== TEKS YANG DIBERIKAN ==
PERNYATAAN SIKAP
PERGERAKAN RAKYAT KARAWANG (PERAK)
No. 002/PS-PERAK/XII/2011
Tiga minggu menjelang berakhirnya tahun 2011, Indonesia harus merelakan salah satu putra terbaiknya, Sondang Hutagalung. Cara sondang mengakhiri hayatnya merupakan pengorbanan tiada tara bagi masa depan bangsa dan negara ini. Membakar diri yang dilakukannya adalah ekspresi protes keras terhadap rejim inlander SBY-Boediono. Meski Sondang telah mengisaratkan kepada pemerintahan ini, namun solidaritas bagi pengorbanan Sondang yang mengalir deras disetiap penjuru negeri atas nama demokrasi dan kekecewaan mendalam rakyat masih saja direspon dengan tindakan represifitas aparat sebagaimana yang terjadi pada aksi mahasiswa di UBK.
Rentetan kekejian dan represifitas diberbagai belahan katulistiwa yang belakangan diderita oleh rakyat Papua bukan semata-mata stabilitas keamanan negara, namun stabilitas keamanan modal asing. Itulah yang menumbuhkan semangat jibaku seorang Sondang Hutagalung.
Belum genap sepekan rakyat indonesia dan dunia memperingati hari Hak Azasi Manusi (HAM) pada tanggal 10 Desember 2011, dimana telinga rakyat Indonesia diiyangi jerit tangis sodaranya di papua dan masih hangat ingatan seluruh rakyat Indonesia dari peristiwa terbakarnya jiwa dan tubuh Sondang oleh api amarah, kini terungkap pembantaian keji terhadap puluhan petani yang terjadi di Mesuji Lampung. Tragedi HAM ini menambah daptar panjang kekerasan dalam konflik keagrariaan di negeri ini menyusul disahkannya RUU Pengadaan Tanah yang saat ini telah dikodifikasi. Kekerasan di Mesuji memberikan bentuk lain dari segala kekerasan yang terjadi dalam konflik agraria. Kekerasan tersebut berupa perampasan nyawa secara brutal/pembantaian sadis. Ditemukan fakta bahwa pembantaian tersebut berawal dari keserakan PT Silva Inhutani (milik pengusaha Malaysia) yang menyerobot lahan warga/petani yang telah mereka tempati dan garap selama berpuluh-puluh tahun secara turun temurun. Kuatnya dugaan pembantaian yang didalangi oleh PT Silva Inhutani dilengkapi oleh temuan-temuan fakta hukum pelaku pembantaian melalui tangan berlumur darah PAM Swakarsa yang dibekingi aparat kepolisian. Dengan demikian tragedi perenggutan jiwa puluhan petani yang menyayat hati seluruh rakyat Indonesia merupakan cara sistematis dalam upaya mengukuhkan Imperialisme Malaysia sebagai kekuatan utama korporasi perkebunan dunia dalam menjarah sumber kekayaan alam Indonesia yang dibenarkan oleh pemerintah Indonesia sendiri.
===
== DAFTAR ENTRI ==
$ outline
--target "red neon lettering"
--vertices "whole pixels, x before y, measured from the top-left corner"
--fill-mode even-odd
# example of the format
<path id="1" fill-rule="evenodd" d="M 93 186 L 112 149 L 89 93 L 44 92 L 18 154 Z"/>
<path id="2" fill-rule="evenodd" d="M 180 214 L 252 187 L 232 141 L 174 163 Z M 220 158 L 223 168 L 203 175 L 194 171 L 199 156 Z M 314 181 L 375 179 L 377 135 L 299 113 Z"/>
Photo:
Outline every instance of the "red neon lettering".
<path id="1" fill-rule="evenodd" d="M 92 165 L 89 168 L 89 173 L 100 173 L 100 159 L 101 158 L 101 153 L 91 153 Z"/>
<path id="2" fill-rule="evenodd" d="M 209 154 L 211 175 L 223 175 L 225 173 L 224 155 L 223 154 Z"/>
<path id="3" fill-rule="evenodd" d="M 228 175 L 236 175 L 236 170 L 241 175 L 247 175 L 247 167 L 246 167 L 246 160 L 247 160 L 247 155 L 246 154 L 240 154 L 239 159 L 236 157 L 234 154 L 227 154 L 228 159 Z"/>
===
▶ PETUNJUK TUGAS:
1) Kutip dengan persis bagian pernyataan sikap di atas, mulai dari "Rentetan kekejian dan" sampai dengan "seorang Sondang Hutagalung.".
2) Terjemahkan kalimat dari pernyataan sikap di atas ini ke dalam bahasa Inggris: "Kekerasan di Mesuji memberikan bentuk lain dari segala kekerasan yang terjadi dalam konflik agraria."

▶ JAWABAN:
1)
Rentetan kekejian dan represifitas diberbagai belahan katulistiwa yang belakangan diderita oleh rakyat Papua bukan semata-mata stabilitas keamanan negara, namun stabilitas keamanan modal asing. Itulah yang menumbuhkan semangat jibaku seorang Sondang Hutagalung.

2) The violence in Mesuji presents another form of all the violence that occurs in agrarian conflicts.